- [Excerpt provided]

────────────────────────────────────────

The other, more common type of insomnia is secondary to an underlying medical or psychiatric problem; the side effects of medications; behavioral factors like ill-timed exposure to caffeine, alcohol or nicotine or daytime naps; or environmental disturbances like jet lag or excessive noise or light — especially the blue light from an electronic device — in the bedroom.
Among the many medical conditions that can cause insomnia are heart failure, gastroesophageal reflux (GERD), lung disease, arthritis, Alzheimer’s disease and incontinence. Treating the underlying condition, if possible, often relieves the insomnia.
Regardless of the reason for insomnia, it can become a learned response when people anticipate having difficulty falling asleep or returning to sleep after middle-of-the-night awakenings. They may spend hours lying awake in bed worrying about being unable to sleep, and the anxiety itself impairs their ability to sleep.
The more one frets about a sleep problem, the worse it can get. When on occasion I awaken in the wee hours of the morning and can’t get back to sleep, I usually get up and do something useful, which takes the curse off my insomnia. If I’m worried about forgetting something important, I write it on a pad kept next to the bed, taking care not to turn on a light. (Bright light in the middle of the night can reset your biological clock; if you get up to use the bathroom, use a night light near the floor.)
Nonmedical causes of insomnia are often successfully treated by practicing “good sleep hygiene,” a concept developed by the late Peter J. Hauri, a sleep specialist at the Mayo Clinic. That means limiting naps to less than 30 minutes a day, preferably early in the afternoon; avoiding stimulants and sedatives; avoiding heavy meals and minimizing liquids within two to three hours of bedtime; getting moderate exercise daily, preferably in the morning or early afternoon; maximizing exposure to bright light during the day and minimizing it at night; creating comfortable sleep conditions; and going to bed only when you feel sleepy.
If you still can’t fall asleep within about 20 minutes in bed, experts recommend leaving the bedroom and doing something relaxing, like reading a book (one printed on paper, not on a brightly lit screen), and returning to bed when you feel sleepy.
Many people mistakenly resort to alcohol as a sleep aid. While it may help people fall asleep initially, it produces fragmented sleep and interferes with REM sleep, Dr. Avidan and others report.

────────────────────────────────────────

- [Exercises to complete]
A – According to the insomnia text, are these statements true or false? (i) Naps should be kept under 30 minutes a day. (ii) Alcohol helps REM sleep. (iii) Daily exercise is best done in the evening. Answer yes or no for each, and quote the words from the text that decide it.
B – In the insomnia text, how long can you go without falling asleep in bed before experts say you should leave the bedroom?
C – According to the insomnia text, why should you avoid bright light when you get up in the middle of the night?
Answer using only the insomnia text.

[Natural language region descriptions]
────────────────────────────────────────

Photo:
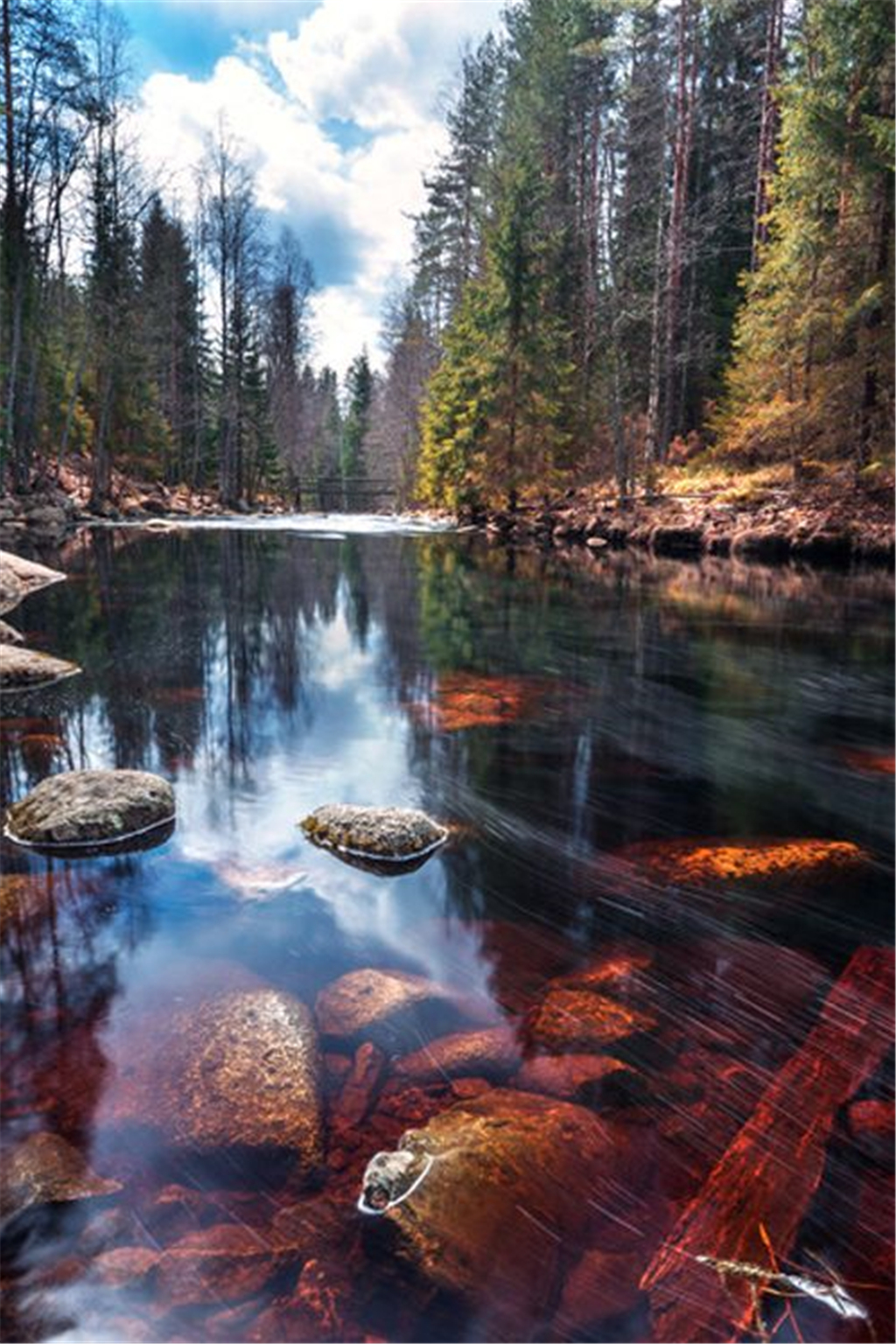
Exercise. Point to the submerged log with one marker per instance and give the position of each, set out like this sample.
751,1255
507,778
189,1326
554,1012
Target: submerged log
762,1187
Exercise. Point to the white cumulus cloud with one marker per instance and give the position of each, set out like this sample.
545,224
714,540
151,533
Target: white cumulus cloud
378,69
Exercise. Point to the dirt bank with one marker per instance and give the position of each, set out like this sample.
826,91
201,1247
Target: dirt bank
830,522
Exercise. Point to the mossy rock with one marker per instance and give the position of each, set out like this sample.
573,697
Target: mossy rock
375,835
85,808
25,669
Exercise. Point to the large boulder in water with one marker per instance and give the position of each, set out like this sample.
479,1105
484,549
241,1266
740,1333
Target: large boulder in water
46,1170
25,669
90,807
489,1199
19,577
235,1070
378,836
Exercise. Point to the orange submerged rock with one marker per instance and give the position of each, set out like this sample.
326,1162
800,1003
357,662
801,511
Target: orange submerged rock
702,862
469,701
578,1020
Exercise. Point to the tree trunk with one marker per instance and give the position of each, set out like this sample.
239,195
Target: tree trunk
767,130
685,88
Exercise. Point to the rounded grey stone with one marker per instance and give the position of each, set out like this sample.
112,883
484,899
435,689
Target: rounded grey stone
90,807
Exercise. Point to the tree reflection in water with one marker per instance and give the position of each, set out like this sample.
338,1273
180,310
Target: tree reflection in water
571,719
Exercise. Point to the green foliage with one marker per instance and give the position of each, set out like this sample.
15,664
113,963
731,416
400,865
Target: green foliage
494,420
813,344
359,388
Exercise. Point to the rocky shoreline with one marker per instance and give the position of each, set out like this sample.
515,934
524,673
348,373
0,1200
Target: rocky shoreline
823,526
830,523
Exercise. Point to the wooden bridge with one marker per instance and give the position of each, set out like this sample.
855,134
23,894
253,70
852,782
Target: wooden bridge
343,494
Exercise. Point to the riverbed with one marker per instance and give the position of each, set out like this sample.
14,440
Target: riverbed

────────────────────────────────────────

- [Answers in order]
A –
(i) Yes: "limiting naps to less than 30 minutes a day"
(ii) No: "it produces fragmented sleep and interferes with REM sleep"
(iii) No: "getting moderate exercise daily, preferably in the morning or early afternoon"

B – About 20 minutes.

C – Bright light in the middle of the night can reset your biological clock. So the text suggests writing notes without turning on a light and using a night light near the floor for bathroom trips.